(Natural-language object grounding data)
◇ ◇ ◇ ◇

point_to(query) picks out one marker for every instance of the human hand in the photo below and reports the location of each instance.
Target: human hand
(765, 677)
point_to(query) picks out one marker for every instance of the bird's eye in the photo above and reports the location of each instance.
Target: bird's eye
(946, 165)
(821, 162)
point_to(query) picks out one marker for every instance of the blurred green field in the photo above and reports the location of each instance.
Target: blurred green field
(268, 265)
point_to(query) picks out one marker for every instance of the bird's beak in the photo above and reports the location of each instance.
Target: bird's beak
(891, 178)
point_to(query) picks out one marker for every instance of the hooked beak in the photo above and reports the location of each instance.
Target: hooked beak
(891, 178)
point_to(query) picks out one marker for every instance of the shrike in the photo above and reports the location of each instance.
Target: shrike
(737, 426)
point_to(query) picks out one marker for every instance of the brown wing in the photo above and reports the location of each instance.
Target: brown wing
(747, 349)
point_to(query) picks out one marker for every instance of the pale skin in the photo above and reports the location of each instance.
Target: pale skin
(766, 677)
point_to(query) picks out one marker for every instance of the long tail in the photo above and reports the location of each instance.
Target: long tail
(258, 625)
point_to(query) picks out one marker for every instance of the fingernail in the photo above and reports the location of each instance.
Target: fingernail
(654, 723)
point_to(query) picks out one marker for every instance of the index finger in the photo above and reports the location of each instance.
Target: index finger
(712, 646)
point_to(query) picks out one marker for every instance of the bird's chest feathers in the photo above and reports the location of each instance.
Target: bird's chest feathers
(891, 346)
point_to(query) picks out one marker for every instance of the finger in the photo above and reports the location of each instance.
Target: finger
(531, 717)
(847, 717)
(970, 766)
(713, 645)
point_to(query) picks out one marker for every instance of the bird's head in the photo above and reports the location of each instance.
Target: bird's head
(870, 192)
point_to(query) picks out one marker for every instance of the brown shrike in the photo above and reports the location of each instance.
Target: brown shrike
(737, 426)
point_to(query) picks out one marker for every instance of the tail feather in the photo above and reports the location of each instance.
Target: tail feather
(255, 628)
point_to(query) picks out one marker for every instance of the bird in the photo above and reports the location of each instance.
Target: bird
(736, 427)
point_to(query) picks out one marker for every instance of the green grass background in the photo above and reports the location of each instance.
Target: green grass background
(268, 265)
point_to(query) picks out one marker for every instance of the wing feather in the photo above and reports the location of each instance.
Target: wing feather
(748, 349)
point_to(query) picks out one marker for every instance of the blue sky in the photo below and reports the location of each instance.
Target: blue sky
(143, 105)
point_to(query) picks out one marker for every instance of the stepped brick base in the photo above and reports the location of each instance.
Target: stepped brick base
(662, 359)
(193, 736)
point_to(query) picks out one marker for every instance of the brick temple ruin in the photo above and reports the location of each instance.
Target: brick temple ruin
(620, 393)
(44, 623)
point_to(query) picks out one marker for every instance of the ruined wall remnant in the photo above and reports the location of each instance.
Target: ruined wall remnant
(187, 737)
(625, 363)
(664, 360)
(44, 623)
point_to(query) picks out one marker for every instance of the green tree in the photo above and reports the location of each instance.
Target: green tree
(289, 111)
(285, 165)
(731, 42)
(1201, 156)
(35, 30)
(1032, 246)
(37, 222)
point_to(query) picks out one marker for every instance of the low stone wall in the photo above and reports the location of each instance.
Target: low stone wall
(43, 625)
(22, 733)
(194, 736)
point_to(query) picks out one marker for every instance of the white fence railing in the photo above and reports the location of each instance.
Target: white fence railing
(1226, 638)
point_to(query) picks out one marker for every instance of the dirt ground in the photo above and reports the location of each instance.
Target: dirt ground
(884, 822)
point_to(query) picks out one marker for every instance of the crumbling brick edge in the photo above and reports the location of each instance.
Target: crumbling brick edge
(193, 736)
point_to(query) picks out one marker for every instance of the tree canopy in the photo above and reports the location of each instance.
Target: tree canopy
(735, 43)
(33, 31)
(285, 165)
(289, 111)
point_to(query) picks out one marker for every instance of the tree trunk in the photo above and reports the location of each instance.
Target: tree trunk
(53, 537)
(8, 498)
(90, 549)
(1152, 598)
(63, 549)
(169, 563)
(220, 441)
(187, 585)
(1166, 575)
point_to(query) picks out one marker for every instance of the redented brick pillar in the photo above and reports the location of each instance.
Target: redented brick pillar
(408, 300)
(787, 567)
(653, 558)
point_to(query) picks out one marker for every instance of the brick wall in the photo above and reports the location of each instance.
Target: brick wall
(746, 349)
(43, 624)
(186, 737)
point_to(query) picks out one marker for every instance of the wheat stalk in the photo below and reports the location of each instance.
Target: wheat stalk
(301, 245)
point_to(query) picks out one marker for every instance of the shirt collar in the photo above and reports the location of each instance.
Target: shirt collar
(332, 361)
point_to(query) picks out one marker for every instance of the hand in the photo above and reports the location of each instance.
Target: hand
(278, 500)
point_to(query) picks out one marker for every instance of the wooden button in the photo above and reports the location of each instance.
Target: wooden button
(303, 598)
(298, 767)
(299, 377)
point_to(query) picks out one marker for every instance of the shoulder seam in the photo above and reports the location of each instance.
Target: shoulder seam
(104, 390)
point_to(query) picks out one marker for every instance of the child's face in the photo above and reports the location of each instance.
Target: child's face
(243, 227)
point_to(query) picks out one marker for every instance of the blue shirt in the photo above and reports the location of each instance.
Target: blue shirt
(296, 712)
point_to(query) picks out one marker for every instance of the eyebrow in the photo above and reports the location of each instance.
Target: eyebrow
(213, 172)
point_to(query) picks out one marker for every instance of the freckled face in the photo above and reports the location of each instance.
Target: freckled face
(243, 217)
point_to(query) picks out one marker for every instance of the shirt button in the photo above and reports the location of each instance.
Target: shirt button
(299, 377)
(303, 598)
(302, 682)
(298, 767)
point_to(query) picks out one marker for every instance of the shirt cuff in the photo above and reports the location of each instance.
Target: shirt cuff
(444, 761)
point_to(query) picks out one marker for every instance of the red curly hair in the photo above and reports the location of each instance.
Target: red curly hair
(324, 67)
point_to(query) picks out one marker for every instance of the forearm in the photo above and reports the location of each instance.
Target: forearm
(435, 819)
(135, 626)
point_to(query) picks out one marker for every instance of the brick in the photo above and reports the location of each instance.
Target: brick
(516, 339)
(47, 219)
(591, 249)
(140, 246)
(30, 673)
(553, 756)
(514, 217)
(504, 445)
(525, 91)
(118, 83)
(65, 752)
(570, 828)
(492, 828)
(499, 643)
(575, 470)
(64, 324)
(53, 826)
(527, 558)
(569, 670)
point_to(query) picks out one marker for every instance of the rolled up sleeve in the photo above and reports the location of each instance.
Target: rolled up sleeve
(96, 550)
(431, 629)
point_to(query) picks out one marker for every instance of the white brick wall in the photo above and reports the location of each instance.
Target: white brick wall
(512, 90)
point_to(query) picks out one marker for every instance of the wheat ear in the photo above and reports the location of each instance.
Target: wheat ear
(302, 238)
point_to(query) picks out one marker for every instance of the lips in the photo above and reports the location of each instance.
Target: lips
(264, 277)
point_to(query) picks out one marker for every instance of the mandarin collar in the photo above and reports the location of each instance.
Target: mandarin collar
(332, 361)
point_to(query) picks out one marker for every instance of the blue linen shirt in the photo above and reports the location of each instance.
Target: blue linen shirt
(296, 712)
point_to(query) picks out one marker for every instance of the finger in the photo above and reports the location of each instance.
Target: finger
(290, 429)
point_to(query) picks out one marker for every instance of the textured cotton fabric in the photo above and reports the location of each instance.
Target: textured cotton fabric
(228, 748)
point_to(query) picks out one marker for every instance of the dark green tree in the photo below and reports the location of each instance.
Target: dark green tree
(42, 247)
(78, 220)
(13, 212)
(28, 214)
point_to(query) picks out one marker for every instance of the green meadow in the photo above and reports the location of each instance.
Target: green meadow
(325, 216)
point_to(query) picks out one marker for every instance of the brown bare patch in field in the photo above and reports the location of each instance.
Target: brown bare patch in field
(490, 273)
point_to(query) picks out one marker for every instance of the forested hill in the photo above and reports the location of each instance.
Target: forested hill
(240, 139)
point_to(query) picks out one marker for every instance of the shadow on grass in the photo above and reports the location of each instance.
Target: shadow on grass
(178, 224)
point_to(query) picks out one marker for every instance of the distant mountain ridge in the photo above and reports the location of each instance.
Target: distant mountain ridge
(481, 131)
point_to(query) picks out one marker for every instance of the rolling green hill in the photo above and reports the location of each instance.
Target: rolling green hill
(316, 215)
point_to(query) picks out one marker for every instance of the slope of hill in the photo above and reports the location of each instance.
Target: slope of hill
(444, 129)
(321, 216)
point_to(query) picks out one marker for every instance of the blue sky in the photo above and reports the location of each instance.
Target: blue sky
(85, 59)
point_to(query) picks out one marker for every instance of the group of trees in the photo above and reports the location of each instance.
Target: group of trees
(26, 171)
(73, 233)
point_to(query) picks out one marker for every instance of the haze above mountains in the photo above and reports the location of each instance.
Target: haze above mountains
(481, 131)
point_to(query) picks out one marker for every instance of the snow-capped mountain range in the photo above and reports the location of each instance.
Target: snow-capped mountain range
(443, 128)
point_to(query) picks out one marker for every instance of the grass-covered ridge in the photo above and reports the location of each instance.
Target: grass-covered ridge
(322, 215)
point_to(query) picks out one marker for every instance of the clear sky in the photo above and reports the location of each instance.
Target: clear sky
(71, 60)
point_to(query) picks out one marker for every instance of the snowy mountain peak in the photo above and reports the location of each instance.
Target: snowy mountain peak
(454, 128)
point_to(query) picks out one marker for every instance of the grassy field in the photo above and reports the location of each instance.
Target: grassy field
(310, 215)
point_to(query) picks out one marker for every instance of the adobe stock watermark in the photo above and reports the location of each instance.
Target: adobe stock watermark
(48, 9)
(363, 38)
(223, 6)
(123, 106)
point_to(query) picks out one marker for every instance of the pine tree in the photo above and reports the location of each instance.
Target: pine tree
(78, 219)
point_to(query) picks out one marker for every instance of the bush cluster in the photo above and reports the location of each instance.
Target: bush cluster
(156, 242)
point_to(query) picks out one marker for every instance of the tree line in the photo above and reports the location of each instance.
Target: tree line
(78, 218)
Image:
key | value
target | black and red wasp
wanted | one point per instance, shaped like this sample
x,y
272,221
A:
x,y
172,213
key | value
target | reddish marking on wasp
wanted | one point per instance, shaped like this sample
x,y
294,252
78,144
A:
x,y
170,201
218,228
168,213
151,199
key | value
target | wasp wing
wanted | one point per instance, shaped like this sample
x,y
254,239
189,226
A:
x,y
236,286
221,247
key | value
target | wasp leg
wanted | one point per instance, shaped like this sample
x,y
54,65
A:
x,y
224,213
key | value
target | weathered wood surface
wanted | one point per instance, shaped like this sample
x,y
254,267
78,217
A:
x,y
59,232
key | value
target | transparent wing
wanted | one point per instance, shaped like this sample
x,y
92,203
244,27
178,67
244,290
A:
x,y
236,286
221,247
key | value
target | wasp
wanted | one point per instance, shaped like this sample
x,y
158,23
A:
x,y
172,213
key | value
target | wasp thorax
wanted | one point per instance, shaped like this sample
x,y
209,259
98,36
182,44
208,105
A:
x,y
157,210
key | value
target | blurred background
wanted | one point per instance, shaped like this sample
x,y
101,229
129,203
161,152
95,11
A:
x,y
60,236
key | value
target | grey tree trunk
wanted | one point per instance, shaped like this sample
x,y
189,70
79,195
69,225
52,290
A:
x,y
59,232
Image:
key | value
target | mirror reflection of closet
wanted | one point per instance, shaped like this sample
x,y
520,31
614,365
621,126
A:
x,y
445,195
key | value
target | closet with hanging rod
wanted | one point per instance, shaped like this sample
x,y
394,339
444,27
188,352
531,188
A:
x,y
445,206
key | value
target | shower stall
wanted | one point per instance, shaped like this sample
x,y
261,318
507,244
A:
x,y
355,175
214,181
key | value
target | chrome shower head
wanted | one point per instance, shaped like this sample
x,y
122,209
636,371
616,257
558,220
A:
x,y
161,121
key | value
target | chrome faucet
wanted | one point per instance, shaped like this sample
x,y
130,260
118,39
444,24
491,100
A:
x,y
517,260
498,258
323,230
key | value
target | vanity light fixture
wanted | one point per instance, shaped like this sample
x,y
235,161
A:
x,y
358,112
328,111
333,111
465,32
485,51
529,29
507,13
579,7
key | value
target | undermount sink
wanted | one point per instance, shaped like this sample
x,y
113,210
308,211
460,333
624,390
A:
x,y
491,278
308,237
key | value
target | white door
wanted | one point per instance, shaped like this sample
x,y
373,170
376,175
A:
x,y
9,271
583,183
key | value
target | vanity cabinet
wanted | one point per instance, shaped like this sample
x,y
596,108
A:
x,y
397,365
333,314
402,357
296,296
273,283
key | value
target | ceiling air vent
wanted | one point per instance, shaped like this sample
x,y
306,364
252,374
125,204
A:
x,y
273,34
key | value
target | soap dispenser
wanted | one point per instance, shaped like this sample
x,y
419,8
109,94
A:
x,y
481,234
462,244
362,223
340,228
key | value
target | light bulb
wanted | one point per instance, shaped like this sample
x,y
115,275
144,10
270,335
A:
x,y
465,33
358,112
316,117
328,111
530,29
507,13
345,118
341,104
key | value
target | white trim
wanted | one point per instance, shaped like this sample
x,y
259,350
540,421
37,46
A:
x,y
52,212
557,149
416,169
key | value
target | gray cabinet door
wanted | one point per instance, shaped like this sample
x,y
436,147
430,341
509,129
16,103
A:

◇ ◇ ◇ ◇

Using the data above, restate word for word the lines from its opening line through the line that contains "the brown wing", and no more.

● **Answer to the exercise**
point_to(query) picks out one marker for every instance of the human hand in the photo below and reports the location of each instance.
Target: human hand
(765, 677)
point_to(query) picks out one marker for every instance of the bird's eye in the photo above and reports the location of each instance.
Target: bird's eye
(946, 165)
(821, 162)
point_to(query) picks out one marker for every instance of the blurred green field in the photo above and reports the location of each instance.
Target: blurred green field
(268, 265)
point_to(query) picks out one marker for every instance of the bird's beak in the photo above and reports the location of each instance.
Target: bird's beak
(891, 178)
point_to(query) picks out one marker for every instance of the hooked beak in the photo above and reports the location of each instance.
Target: hooked beak
(891, 178)
point_to(query) picks out one marker for every instance of the shrike in the photo above and reports the location of each instance.
Target: shrike
(737, 426)
point_to(query) picks out one marker for every instance of the brown wing in the photo above and reports the location of each instance.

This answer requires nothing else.